## Task
Write out all entries word for word.
── Extracted material
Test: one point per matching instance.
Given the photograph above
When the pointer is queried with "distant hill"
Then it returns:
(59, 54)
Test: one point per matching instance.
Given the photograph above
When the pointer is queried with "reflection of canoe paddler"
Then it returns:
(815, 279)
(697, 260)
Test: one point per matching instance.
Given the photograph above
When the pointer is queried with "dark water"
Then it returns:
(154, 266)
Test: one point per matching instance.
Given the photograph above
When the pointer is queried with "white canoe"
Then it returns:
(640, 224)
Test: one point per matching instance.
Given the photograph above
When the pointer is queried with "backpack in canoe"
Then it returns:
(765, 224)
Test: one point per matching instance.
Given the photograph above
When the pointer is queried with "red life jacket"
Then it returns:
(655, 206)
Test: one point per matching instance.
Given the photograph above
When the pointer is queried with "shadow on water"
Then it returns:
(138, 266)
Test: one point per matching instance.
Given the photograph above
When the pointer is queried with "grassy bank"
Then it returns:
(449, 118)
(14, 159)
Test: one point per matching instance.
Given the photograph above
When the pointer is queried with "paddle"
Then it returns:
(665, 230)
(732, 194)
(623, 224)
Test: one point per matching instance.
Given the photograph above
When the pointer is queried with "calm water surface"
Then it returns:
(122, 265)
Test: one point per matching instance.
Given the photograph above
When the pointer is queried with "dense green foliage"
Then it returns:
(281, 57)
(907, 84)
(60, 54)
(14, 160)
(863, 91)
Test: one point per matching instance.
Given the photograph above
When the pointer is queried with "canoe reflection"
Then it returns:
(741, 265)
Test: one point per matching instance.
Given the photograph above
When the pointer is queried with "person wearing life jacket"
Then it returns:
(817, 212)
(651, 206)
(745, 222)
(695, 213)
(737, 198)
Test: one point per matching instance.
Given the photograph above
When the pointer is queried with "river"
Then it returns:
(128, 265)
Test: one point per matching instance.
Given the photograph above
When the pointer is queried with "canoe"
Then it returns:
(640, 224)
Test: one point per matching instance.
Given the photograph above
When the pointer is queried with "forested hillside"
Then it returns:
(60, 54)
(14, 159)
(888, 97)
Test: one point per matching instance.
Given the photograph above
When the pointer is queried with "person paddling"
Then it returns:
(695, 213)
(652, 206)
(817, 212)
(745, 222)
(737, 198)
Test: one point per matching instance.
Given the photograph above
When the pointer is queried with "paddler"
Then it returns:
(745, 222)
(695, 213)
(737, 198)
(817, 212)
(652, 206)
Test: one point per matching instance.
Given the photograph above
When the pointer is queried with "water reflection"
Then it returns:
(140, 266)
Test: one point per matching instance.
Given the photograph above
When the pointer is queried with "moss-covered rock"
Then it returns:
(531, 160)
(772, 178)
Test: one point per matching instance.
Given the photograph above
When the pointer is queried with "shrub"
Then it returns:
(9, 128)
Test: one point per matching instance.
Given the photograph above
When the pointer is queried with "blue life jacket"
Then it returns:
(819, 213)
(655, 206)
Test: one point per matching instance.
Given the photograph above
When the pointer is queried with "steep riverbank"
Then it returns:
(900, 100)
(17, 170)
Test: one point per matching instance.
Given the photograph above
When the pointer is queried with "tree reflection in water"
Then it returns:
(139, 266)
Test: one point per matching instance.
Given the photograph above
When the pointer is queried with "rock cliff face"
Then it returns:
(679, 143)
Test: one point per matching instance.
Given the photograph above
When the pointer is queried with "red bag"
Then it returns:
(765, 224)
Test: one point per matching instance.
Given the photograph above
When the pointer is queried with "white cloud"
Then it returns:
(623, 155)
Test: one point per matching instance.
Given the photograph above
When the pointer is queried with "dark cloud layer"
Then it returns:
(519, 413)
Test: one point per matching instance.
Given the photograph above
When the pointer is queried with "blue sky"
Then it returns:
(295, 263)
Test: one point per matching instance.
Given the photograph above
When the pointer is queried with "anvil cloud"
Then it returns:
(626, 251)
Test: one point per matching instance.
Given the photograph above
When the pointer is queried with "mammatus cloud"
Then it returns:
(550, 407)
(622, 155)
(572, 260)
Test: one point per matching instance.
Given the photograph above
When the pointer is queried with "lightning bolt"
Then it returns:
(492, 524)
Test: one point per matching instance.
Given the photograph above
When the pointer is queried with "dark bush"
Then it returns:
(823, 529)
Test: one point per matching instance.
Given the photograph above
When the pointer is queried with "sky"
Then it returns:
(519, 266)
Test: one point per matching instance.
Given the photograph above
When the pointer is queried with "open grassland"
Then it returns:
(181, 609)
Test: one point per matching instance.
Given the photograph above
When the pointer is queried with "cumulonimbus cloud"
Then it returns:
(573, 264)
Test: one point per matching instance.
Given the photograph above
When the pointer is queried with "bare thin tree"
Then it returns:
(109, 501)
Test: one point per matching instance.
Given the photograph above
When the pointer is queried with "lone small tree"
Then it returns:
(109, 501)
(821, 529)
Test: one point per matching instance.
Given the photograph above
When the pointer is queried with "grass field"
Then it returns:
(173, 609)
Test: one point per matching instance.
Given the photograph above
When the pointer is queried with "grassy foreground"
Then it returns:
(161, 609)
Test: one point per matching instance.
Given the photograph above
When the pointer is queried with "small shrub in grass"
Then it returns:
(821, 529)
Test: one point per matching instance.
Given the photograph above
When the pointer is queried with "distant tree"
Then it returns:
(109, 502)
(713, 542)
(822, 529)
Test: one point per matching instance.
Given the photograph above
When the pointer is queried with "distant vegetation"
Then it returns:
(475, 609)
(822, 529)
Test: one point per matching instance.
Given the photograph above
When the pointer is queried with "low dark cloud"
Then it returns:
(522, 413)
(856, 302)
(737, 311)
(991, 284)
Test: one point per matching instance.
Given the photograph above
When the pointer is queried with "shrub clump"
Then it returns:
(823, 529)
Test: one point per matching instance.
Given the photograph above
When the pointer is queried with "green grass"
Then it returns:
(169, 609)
────
## Solution for this problem
Test: one point per matching instance.
Given the photograph above
When the pointer is queried with "distant hill"
Then it returns:
(59, 54)
Test: one point per matching instance.
Given the photograph above
When the pointer is queried with "reflection of canoe paddler"
Then it returns:
(815, 279)
(697, 260)
Test: one point per matching instance.
Given the photograph above
When the pointer is queried with "dark water"
Then it returns:
(154, 266)
Test: one point per matching instance.
Given the photograph above
When the pointer is queried with "white canoe"
Then it returns:
(640, 224)
Test: one point per matching instance.
Given the photograph above
When the pointer is queried with "backpack in canoe"
Then it returns:
(765, 224)
Test: one point per matching instance.
Given the photograph above
When the pointer is queried with "red life jacket"
Then it returns:
(655, 206)
Test: one point per matching instance.
Given the photograph above
When the pointer is queried with "shadow on water"
Then it returns:
(138, 266)
Test: one point per matching instance.
Given the photograph above
When the pointer is queried with "grassy bank"
Then it returns:
(449, 118)
(14, 159)
Test: one point per matching instance.
Given the photograph above
When the pointer is queried with "paddle"
Then it returns:
(665, 230)
(732, 194)
(623, 224)
Test: one point per matching instance.
Given the photograph above
When the pointer is queried with "calm water surface"
Then it returns:
(122, 265)
Test: one point per matching instance.
Given the photograph above
When the pointer is queried with "dense green foliage"
Then it returns:
(281, 57)
(907, 84)
(60, 54)
(14, 160)
(863, 91)
Test: one point per matching instance.
Given the photograph above
When the pointer is queried with "canoe reflection"
Then it returns:
(741, 265)
Test: one point per matching instance.
Given the photograph above
When the pointer is queried with "person wearing life jacket"
Then it returns:
(817, 212)
(651, 206)
(745, 222)
(695, 213)
(737, 198)
Test: one point per matching instance.
Given the photograph above
When the pointer is queried with "river"
Then it returns:
(128, 265)
Test: one point per matching instance.
Given the photograph above
When the pointer is queried with "canoe"
Then it returns:
(640, 224)
Test: one point per matching instance.
Given the photograph above
When the pointer is queried with "forested hillside"
Then it returns:
(60, 54)
(14, 159)
(888, 97)
Test: one point per matching instance.
Given the photograph above
When the pointer is queried with "person paddling"
Then it returns:
(695, 213)
(652, 206)
(817, 212)
(745, 222)
(737, 198)
Test: one point per matching instance.
Given the photograph above
When the pointer is queried with "paddler"
Then it returns:
(745, 222)
(695, 213)
(737, 198)
(817, 212)
(652, 206)
Test: one point per matching instance.
Given the photograph above
When the pointer is queried with "water reflection"
Then it returns:
(140, 266)
Test: one point per matching instance.
Given the photograph above
When the pointer is queried with "moss-covered rock"
Then it returns:
(531, 160)
(772, 178)
Test: one point per matching instance.
Given the photograph above
When the pointer is queried with "shrub"
Then it returns:
(9, 128)
Test: one point per matching instance.
Given the photograph above
When the pointer is queried with "blue life jacket"
Then it returns:
(819, 213)
(655, 206)
Test: one point per matching instance.
Given the photograph above
When the pointer is queried with "steep riverbank"
Then it returns:
(900, 100)
(17, 170)
Test: one point per matching instance.
Given the photograph above
When the pointer is queried with "tree reflection in water"
Then it returns:
(139, 266)
Test: one point per matching instance.
Given the photograph above
When the pointer is queried with "rock cliff face"
Then it returns:
(679, 143)
Test: one point per matching instance.
Given the photograph above
When the pointer is queried with "red bag"
Then it returns:
(765, 224)
Test: one point per matching instance.
Given the photograph above
When the pointer is queried with "white cloud"
Then it returns:
(623, 155)
Test: one point per matching instance.
Given the photograph above
When the pointer is queried with "dark cloud layer"
Then it returns:
(519, 413)
Test: one point per matching instance.
Given the photograph above
When the pointer is queried with "blue sky"
Then it returns:
(295, 263)
Test: one point per matching instance.
Given the photograph above
When the pointer is queried with "anvil cloud"
Then it returns:
(626, 251)
Test: one point per matching instance.
Given the photograph above
When the pointer is queried with "mammatus cloud"
Then it returns:
(550, 407)
(622, 155)
(572, 260)
Test: one point per matching instance.
Given the photograph above
When the pointer is queried with "lightning bolt"
Then it returns:
(492, 524)
Test: one point per matching instance.
Given the photograph above
When the pointer is queried with "dark bush"
Then it returns:
(823, 529)
Test: one point per matching instance.
Given the photograph above
When the pointer is queried with "sky"
Then it returns:
(519, 266)
Test: one point per matching instance.
Given the photograph above
When the pointer is queried with "open grassland"
Then it returns:
(181, 609)
Test: one point per matching instance.
Given the photograph above
When the pointer is queried with "cumulonimbus cloud"
Then it returns:
(573, 264)
Test: one point per matching instance.
Given the photograph above
When the pointer is queried with "bare thin tree"
Then it returns:
(109, 501)
Test: one point per matching instance.
Given the photograph above
When the pointer is queried with "lone small tree"
Then it returns:
(109, 501)
(821, 529)
Test: one point per matching instance.
Given the photograph above
When the pointer is queried with "grass field"
Then it returns:
(173, 609)
Test: one point per matching instance.
Given the photograph above
When the pointer is queried with "grassy foreground"
Then it returns:
(161, 609)
Test: one point per matching instance.
Given the photograph above
When the pointer is queried with "small shrub in grass"
Then it returns:
(821, 529)
Test: one point per matching instance.
Given the photograph above
When the pointer is queried with "distant tree"
Then it returns:
(109, 502)
(713, 542)
(822, 529)
Test: one point per matching instance.
Given the photograph above
When the pointer is queried with "distant vegetation"
Then it returns:
(475, 609)
(822, 529)
Test: one point per matching instance.
Given the photograph above
When the pointer is queried with "low dark cloud"
Then it returns:
(522, 413)
(856, 302)
(737, 311)
(991, 284)
Test: one point per matching instance.
Given the photograph above
When the pointer is queried with "shrub clump"
Then it returns:
(823, 529)
Test: one point per matching instance.
Given the photograph above
When the pointer is queried with "green grass"
Then it returns:
(169, 609)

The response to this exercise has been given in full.